__Dataset records__:
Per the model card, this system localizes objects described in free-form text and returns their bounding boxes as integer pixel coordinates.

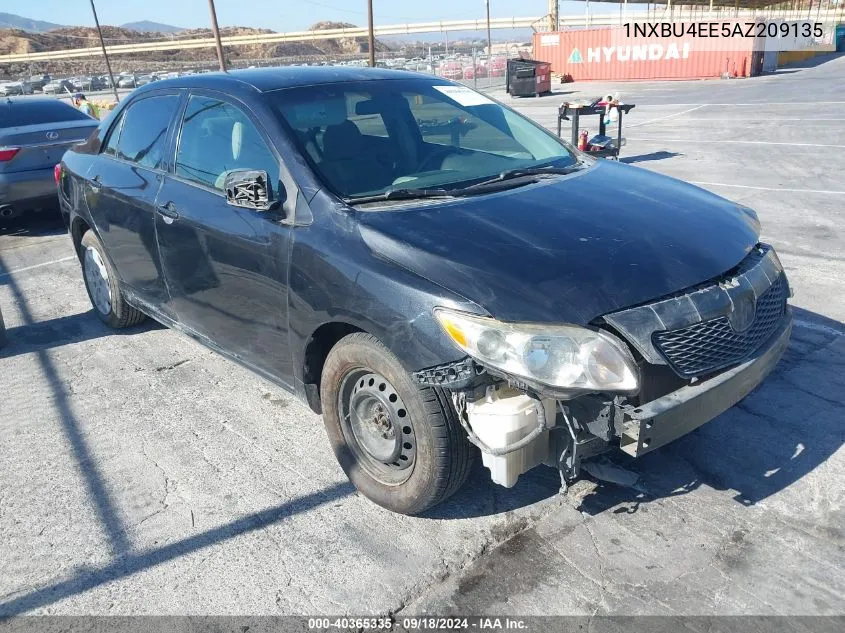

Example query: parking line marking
[624,101,845,108]
[644,117,845,121]
[0,255,76,278]
[628,138,845,149]
[628,103,708,127]
[690,180,845,196]
[794,319,845,336]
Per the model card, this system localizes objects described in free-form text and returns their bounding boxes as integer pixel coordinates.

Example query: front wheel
[80,230,145,329]
[320,333,474,514]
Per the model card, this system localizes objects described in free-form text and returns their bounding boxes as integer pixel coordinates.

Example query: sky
[0,0,618,31]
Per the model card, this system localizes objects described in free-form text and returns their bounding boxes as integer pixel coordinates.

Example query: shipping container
[534,21,765,81]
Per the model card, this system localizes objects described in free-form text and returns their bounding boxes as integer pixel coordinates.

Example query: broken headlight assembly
[434,308,639,393]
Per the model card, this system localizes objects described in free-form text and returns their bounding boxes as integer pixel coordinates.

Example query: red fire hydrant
[578,130,587,152]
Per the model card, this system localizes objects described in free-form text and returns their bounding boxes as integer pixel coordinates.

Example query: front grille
[652,274,787,378]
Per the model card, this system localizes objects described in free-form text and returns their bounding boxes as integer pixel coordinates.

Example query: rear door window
[176,95,279,197]
[102,112,126,156]
[117,95,179,169]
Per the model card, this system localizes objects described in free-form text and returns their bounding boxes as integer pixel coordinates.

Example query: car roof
[145,66,440,92]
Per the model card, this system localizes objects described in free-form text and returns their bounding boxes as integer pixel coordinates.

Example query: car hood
[358,161,759,324]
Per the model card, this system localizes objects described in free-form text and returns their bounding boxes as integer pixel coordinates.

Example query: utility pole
[208,0,226,73]
[484,0,493,59]
[91,0,120,101]
[367,0,376,68]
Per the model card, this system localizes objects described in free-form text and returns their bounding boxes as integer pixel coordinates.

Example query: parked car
[117,75,138,88]
[59,68,792,514]
[71,75,109,91]
[0,81,32,97]
[0,98,97,218]
[42,79,76,94]
[135,73,159,86]
[29,75,51,91]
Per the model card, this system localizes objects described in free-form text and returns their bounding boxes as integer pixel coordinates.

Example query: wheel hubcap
[338,370,417,483]
[83,246,111,314]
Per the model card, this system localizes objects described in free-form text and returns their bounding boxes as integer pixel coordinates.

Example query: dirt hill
[0,22,389,76]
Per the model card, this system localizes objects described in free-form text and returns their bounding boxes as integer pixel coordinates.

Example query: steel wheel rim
[338,368,417,486]
[83,246,112,315]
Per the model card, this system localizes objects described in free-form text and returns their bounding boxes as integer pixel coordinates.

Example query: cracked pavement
[0,56,845,616]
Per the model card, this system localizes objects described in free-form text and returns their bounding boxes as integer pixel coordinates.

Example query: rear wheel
[80,230,146,329]
[320,332,474,514]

__Problem to work on__:
Pick out every line of the entries above that contains the word "wheel", and copy each one in full. Case counts.

__The answer__:
Example query: front wheel
Example query: wheel hubcap
Example query: steel wheel rim
Example query: rear wheel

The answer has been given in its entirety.